» **What the exercise asks**
Copy the entries below word for word, omitting the pictures.

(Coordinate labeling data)
· · · · ·
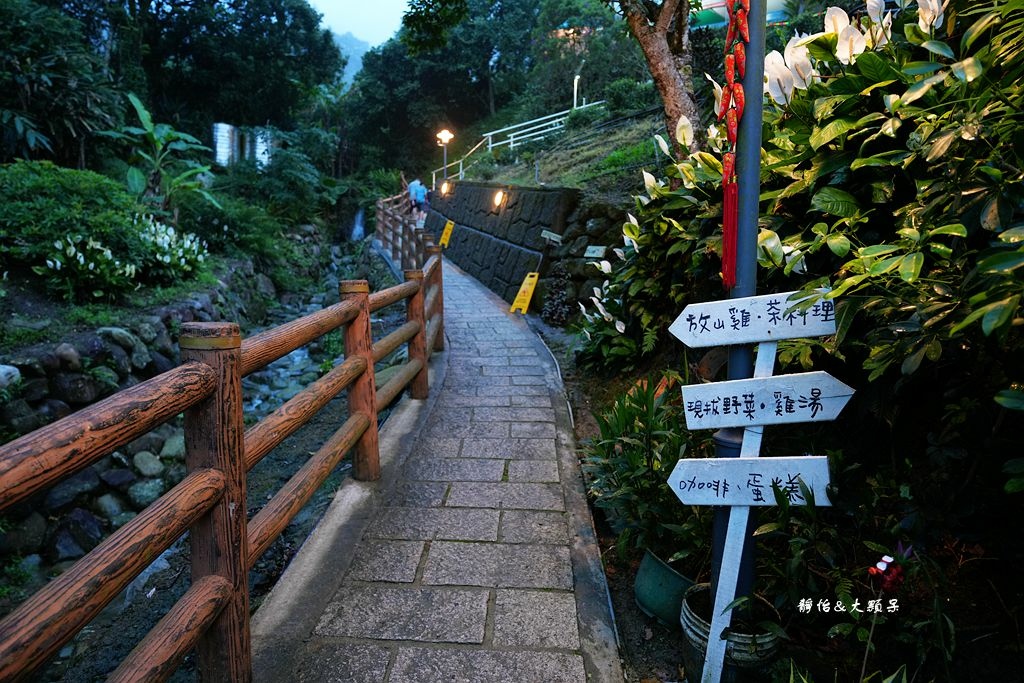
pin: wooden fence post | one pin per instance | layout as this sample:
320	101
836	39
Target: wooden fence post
363	392
419	387
437	280
215	438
· · · · ·
» **Written answer**
pin: wooden fence post | one pin per instance | layout as this sample:
320	101
836	39
Target: wooden fence post
363	392
419	387
437	280
215	438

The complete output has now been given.